» **RECORDS SUPPLIED**
# # #

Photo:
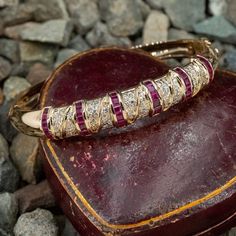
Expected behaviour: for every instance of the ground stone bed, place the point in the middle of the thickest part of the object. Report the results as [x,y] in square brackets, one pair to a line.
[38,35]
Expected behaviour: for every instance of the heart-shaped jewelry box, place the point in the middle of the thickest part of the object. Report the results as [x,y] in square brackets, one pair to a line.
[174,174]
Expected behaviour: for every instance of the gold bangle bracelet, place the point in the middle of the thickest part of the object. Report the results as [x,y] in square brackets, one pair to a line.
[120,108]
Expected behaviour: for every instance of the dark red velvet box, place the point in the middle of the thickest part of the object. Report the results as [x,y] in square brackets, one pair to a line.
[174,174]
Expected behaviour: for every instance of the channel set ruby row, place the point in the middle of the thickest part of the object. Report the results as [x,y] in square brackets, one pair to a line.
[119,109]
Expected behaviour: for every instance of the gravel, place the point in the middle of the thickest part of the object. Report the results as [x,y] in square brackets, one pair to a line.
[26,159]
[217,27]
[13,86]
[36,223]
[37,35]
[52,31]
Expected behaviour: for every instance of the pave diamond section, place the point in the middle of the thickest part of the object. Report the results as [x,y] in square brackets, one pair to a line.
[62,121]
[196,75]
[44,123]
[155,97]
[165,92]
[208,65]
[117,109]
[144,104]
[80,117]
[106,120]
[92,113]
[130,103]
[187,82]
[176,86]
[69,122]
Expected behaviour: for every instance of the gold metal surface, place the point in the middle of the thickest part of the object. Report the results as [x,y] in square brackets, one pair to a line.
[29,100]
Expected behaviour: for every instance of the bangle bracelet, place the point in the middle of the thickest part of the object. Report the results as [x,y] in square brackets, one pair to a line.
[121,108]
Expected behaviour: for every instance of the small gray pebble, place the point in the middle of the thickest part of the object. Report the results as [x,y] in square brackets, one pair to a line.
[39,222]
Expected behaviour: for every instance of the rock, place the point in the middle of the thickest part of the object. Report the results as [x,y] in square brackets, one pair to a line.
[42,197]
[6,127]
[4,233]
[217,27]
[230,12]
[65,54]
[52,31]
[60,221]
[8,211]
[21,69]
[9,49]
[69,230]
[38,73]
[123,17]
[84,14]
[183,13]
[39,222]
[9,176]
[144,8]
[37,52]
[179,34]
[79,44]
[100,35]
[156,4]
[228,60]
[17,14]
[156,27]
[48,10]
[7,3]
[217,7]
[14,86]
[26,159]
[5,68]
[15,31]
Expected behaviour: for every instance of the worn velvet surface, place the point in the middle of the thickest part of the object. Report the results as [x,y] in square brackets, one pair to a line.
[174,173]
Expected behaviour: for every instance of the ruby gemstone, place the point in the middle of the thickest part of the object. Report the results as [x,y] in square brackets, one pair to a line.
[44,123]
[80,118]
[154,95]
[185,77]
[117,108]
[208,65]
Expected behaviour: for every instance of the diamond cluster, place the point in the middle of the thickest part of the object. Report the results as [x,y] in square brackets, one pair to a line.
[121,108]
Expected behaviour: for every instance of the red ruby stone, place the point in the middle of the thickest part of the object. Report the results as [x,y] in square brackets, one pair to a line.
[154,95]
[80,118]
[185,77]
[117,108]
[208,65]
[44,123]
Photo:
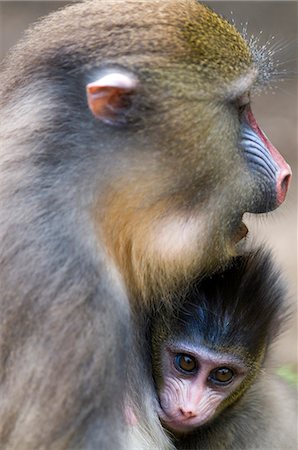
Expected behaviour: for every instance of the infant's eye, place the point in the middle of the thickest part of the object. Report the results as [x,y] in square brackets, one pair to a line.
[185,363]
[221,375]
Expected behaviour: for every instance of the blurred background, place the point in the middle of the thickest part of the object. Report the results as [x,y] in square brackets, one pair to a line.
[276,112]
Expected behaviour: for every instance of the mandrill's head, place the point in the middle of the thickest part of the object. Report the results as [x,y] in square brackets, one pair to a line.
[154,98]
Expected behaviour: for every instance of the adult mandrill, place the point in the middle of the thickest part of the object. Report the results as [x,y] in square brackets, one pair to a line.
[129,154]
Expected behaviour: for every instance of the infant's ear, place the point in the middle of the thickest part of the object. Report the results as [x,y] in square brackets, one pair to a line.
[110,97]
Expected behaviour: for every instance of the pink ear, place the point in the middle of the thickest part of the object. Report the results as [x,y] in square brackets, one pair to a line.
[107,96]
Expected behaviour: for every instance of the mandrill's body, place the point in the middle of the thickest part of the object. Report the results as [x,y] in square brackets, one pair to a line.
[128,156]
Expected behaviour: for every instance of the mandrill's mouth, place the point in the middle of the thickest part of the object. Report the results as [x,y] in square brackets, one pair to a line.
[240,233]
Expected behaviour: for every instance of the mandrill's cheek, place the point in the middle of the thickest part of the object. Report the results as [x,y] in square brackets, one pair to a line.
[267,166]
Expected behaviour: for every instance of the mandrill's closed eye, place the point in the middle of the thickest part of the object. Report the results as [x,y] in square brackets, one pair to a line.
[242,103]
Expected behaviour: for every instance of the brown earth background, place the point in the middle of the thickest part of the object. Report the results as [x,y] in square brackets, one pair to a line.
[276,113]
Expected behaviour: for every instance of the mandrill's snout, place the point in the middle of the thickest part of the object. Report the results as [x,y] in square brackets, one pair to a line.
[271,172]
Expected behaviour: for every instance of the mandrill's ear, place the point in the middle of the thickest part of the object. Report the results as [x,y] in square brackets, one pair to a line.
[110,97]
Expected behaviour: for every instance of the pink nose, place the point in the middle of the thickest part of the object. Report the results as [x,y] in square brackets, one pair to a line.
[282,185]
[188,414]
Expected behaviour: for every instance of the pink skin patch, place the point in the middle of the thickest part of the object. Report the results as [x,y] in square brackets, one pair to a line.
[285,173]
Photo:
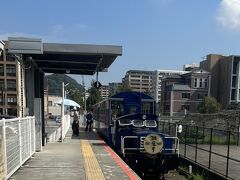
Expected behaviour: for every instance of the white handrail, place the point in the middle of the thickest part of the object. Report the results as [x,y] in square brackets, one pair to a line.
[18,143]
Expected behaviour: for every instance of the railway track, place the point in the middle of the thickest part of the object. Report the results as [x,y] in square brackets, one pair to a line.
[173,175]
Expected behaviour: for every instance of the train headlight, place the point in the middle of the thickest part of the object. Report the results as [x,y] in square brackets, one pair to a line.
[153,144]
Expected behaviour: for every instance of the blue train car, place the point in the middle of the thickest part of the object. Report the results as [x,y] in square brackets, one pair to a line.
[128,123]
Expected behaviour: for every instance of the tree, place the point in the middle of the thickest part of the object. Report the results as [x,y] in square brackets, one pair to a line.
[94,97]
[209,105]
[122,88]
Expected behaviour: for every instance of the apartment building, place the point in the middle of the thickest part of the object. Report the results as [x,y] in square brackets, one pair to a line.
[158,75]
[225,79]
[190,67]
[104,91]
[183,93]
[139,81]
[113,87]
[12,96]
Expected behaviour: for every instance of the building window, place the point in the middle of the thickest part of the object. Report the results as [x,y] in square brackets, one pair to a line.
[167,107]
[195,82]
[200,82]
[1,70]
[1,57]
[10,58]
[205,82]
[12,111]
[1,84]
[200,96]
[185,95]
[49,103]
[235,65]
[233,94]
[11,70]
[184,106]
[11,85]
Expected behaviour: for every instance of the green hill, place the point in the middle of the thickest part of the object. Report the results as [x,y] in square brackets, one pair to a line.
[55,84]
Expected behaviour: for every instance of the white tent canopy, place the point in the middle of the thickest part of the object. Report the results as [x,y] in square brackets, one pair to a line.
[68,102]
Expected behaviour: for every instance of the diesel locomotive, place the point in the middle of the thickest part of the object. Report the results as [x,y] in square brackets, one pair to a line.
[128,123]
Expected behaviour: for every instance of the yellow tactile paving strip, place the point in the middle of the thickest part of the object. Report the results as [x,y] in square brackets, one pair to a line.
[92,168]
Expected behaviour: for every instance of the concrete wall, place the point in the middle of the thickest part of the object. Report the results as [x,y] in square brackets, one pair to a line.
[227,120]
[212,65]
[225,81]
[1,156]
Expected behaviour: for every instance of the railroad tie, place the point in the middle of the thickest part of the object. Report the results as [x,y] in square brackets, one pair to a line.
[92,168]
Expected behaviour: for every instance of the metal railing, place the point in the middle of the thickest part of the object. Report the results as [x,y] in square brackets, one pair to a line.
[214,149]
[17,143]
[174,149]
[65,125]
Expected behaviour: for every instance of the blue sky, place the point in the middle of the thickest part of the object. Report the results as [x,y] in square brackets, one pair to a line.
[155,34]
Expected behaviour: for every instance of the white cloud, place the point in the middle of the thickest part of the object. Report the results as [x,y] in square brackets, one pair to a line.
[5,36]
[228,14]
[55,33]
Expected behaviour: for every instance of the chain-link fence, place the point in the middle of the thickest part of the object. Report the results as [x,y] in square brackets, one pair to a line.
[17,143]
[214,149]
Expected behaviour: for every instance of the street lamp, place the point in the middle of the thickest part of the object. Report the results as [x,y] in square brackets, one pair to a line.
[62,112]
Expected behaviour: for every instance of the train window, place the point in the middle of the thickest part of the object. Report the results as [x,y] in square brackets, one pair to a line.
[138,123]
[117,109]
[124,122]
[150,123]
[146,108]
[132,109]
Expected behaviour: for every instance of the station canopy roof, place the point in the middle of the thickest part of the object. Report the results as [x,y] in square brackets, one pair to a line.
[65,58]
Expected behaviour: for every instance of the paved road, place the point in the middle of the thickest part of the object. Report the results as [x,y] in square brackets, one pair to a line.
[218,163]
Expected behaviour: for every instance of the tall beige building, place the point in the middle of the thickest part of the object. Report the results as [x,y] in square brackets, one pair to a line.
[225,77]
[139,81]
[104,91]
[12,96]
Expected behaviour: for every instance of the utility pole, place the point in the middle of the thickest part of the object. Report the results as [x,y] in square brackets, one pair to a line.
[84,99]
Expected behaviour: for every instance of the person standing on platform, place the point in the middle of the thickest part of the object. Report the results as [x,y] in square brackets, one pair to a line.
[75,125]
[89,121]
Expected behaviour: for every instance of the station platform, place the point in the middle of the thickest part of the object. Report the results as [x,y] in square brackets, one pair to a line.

# # #

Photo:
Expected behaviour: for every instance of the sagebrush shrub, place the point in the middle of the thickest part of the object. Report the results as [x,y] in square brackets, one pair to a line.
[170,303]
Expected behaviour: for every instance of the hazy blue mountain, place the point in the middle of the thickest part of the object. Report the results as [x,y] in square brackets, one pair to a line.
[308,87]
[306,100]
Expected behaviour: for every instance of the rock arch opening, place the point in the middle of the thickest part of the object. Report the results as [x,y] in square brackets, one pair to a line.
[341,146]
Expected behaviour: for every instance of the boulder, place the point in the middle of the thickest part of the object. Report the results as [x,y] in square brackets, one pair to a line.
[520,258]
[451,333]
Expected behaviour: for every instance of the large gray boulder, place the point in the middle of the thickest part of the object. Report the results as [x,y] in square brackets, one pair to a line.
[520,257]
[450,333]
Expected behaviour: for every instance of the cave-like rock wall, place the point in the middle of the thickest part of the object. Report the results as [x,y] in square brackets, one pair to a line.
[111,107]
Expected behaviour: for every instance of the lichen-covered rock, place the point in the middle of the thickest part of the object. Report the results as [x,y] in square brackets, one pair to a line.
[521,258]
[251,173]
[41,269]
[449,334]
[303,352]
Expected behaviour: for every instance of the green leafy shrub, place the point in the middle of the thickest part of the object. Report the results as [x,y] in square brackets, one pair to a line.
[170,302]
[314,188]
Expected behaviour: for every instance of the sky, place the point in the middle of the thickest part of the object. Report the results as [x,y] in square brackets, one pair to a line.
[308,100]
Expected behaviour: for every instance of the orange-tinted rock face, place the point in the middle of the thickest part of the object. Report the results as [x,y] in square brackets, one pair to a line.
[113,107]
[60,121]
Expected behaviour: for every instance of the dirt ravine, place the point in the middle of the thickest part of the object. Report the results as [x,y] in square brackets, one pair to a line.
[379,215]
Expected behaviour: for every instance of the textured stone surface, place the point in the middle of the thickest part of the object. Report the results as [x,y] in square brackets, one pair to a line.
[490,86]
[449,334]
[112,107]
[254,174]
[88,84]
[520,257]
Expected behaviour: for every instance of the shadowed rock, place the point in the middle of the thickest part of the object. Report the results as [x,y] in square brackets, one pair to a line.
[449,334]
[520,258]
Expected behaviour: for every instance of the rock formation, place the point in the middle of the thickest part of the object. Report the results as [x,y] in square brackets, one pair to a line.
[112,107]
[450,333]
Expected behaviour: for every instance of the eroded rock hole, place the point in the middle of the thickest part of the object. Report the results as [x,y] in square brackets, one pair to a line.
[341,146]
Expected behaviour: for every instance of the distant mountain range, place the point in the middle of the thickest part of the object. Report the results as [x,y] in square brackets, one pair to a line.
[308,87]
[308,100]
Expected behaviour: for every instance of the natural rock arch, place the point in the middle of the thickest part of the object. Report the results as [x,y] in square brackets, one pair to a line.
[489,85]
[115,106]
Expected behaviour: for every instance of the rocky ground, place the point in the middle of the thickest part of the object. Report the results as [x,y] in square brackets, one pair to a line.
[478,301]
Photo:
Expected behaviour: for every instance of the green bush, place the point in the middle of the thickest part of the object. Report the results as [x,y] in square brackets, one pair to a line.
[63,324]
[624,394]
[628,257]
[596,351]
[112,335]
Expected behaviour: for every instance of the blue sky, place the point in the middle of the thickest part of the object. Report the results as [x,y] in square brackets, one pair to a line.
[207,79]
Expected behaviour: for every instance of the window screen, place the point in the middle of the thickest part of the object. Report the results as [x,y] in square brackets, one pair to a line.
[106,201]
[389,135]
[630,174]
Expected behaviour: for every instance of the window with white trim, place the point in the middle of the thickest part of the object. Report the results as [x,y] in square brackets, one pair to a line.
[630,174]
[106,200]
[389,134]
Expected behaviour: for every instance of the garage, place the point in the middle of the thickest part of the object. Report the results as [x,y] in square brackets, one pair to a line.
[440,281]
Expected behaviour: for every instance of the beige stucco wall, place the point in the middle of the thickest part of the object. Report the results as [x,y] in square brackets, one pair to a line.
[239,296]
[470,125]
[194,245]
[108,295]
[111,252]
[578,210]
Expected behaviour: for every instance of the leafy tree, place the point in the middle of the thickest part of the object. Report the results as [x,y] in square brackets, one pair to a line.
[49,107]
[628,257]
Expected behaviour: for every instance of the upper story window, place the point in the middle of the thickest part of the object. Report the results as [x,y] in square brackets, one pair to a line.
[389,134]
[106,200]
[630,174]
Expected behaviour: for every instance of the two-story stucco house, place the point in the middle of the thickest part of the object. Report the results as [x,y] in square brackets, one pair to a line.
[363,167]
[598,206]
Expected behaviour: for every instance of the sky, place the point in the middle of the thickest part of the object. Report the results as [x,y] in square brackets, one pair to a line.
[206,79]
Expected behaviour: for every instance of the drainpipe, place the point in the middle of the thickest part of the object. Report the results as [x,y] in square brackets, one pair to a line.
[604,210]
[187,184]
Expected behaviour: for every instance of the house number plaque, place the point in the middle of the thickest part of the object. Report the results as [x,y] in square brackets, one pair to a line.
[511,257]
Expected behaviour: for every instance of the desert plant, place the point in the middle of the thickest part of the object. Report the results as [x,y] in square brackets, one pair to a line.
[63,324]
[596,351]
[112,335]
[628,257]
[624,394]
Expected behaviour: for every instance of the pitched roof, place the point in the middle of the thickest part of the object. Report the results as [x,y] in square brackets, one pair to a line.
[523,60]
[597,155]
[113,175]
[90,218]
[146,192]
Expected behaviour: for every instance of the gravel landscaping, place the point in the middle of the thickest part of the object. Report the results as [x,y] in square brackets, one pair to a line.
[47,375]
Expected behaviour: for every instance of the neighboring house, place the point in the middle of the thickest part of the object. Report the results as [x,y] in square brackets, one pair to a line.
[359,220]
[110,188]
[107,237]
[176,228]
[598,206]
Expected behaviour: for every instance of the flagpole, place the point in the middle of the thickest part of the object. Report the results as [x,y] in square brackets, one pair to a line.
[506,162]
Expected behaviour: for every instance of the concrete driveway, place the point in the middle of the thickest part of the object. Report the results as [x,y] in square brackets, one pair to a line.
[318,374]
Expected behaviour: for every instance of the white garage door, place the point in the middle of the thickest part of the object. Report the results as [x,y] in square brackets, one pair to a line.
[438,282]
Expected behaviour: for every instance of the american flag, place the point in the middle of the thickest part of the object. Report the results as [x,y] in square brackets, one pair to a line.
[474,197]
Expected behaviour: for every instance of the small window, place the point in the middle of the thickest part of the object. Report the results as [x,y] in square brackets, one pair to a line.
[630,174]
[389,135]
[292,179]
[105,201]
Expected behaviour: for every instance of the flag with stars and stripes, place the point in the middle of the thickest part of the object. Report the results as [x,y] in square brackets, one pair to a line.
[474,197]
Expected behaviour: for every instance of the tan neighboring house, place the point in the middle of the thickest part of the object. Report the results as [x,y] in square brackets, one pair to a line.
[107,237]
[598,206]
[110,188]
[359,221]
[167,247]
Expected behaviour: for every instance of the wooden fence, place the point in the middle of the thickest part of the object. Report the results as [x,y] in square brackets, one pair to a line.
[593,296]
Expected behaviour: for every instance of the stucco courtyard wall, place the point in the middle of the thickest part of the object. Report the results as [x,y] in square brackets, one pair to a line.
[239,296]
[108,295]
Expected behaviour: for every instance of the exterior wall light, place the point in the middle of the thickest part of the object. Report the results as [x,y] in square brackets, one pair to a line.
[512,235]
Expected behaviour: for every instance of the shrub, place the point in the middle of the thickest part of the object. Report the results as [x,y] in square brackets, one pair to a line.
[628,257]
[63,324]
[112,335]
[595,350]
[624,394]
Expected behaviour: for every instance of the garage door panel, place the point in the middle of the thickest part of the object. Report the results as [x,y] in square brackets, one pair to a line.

# # #

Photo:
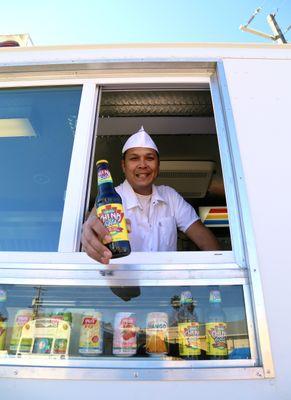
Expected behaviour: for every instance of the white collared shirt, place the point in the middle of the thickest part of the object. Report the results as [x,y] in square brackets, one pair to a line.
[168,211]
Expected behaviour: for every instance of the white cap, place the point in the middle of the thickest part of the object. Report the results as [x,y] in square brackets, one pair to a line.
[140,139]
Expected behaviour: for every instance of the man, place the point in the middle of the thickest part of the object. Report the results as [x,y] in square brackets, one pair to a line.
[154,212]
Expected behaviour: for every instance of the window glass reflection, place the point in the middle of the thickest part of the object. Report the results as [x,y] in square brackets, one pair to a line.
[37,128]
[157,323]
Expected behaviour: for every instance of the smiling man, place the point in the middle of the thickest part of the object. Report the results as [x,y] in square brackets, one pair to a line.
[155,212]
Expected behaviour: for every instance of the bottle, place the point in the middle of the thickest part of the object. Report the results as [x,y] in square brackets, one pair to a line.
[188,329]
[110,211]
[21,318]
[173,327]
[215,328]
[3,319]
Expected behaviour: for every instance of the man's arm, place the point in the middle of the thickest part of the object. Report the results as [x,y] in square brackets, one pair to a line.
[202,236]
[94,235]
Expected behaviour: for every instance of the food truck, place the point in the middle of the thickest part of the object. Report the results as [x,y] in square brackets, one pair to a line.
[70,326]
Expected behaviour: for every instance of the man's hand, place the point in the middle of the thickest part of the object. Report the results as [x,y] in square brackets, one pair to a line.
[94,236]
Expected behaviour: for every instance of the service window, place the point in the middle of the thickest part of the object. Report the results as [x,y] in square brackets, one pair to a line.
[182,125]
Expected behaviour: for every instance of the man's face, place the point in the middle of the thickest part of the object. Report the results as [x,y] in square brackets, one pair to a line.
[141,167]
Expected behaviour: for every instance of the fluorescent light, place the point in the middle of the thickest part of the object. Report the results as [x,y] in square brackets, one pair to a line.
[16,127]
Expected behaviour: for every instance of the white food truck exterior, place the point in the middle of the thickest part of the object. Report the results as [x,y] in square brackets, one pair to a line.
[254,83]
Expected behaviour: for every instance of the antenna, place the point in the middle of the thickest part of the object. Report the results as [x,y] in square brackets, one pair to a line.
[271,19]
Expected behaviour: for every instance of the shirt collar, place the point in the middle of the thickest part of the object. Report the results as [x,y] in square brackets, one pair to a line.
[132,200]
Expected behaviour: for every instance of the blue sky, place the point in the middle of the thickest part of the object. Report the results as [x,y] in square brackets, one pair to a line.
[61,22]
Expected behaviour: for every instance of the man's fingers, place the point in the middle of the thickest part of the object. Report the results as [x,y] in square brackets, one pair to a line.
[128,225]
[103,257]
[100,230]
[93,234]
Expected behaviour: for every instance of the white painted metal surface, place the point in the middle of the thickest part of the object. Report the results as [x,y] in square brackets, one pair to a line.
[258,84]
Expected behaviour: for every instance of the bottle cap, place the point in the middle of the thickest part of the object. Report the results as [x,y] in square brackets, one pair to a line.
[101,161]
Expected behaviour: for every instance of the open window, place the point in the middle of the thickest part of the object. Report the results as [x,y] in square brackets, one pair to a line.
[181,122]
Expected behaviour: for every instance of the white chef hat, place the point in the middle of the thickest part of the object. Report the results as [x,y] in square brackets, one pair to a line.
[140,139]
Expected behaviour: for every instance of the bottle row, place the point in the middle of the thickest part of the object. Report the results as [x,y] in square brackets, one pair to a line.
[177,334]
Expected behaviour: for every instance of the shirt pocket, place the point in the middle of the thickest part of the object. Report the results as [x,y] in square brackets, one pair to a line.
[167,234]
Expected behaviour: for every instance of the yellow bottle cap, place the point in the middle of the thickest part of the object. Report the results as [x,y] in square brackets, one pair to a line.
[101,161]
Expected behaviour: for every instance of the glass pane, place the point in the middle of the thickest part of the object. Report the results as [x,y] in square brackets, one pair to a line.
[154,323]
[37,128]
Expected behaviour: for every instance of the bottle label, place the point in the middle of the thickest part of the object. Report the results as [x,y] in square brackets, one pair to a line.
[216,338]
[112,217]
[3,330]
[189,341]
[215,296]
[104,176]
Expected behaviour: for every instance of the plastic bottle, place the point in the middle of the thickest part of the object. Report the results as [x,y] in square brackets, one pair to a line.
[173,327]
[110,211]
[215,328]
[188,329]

# # #

» **WHAT YOU ARE ASKED TO DO**
What you give back should be only the lines of the records above, starting at the line with "Expected behaviour: for every instance of the station canopy" and ending at the line with "station platform, place", restated word for word.

» **EXERCISE OUTPUT**
Expected behaviour: for every instance of the station canopy roof, place the point in the middle of the thickest part of the object. Report the results as [x,y] in square brackets, one pair to a line.
[65,58]
Expected behaviour: for every instance of the paved road, place the point in the middle of the thickest part of the object. Report the results as [x,y] in square brackets, one pair to a line.
[218,163]
Expected behaviour: for every instance of the tall beige building, place the point in the middle of the thickest part of the object. Report the results as [x,y] in square brackets, one pair to a line.
[225,77]
[139,81]
[104,91]
[12,96]
Expected behaviour: for every instance of the utility pole, place the point in the middle of the thickest part of the object. Report the results as [x,y] in square brackets, one pair to a line.
[84,99]
Expected behaviour: for every instance of the person standing on platform, place the point in the middle of the thickest part of the object. Report the results as [x,y] in square brackets, one pair to a line.
[75,125]
[89,121]
Expected behaviour: for every instance of the station platform, place the point in the middle of the thickest part of the object. Report the results as [x,y] in square brackets, one pair to a line.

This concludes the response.